Would you repeat every line of the data exactly?

### SOURCE MATERIAL
──────────
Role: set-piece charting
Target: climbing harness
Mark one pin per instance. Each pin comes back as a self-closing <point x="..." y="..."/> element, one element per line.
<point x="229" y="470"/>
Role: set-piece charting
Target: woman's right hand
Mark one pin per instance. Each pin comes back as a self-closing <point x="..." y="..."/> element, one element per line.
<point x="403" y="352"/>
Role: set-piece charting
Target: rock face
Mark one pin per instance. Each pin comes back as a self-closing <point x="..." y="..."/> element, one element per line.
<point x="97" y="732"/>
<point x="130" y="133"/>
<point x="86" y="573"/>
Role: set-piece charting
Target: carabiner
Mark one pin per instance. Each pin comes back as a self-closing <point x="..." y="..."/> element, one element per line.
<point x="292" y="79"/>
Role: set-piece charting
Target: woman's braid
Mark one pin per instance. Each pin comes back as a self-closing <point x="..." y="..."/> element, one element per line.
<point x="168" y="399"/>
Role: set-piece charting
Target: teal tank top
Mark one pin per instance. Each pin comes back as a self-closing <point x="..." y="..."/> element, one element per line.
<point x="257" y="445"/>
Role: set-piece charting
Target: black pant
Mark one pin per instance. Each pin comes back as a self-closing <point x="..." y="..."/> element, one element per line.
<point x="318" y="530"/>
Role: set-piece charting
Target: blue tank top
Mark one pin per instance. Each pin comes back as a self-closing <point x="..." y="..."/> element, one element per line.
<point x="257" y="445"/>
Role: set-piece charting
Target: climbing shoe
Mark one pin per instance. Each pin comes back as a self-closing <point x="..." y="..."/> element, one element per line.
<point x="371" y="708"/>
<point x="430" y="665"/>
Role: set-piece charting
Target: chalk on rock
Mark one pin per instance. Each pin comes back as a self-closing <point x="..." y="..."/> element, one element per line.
──────────
### SOLUTION FOR THIS EXERCISE
Role: set-piece charting
Target: climbing harness
Mark one pin per instance. Each pin comes back as a self-closing <point x="..." y="..."/> element, one element per line.
<point x="229" y="470"/>
Role: set-piece charting
Target: woman's right hand
Mark one pin per instance. Each pin comes back as a self-closing <point x="..." y="..."/> element, one element per line.
<point x="403" y="352"/>
Role: set-piece charting
Target: rock face
Mark one pin per instance. Each pin comes back as a self-closing <point x="..." y="..."/> element, one element per line.
<point x="97" y="732"/>
<point x="130" y="133"/>
<point x="86" y="573"/>
Role: set-piece charting
Target: carabiner
Mark one pin per instance. Each pin comes back as a self-closing <point x="..." y="..."/> element, one element per line.
<point x="292" y="79"/>
Role: set-piece charting
Target: woman's braid
Mark one pin per instance. Each pin comes back as a self-closing <point x="..." y="..."/> element, one element per line.
<point x="168" y="399"/>
Role: set-piece charting
Target: teal tank top
Mark one pin per instance. Each pin comes back as a self-closing <point x="..." y="..."/> element, one element per line.
<point x="257" y="445"/>
Role: set-piece charting
Target: black pant
Mark one pin per instance. Each pin comes back as a self-closing <point x="..." y="..."/> element, one element per line.
<point x="318" y="530"/>
Role: set-piece charting
Target: blue tank top
Mark one pin per instance. Each pin comes back as a self-closing <point x="..." y="..."/> element, one element per line.
<point x="257" y="445"/>
Role: set-piece charting
Target: climbing shoe
Mark one pin per instance. Each pin comes back as a self-closing <point x="..." y="..."/> element, one element per line.
<point x="371" y="708"/>
<point x="430" y="665"/>
Role: set-piece charting
Target: chalk on rock
Mark one pin per instance. Each pin comes back as a self-closing <point x="..." y="..."/> element, one element per line.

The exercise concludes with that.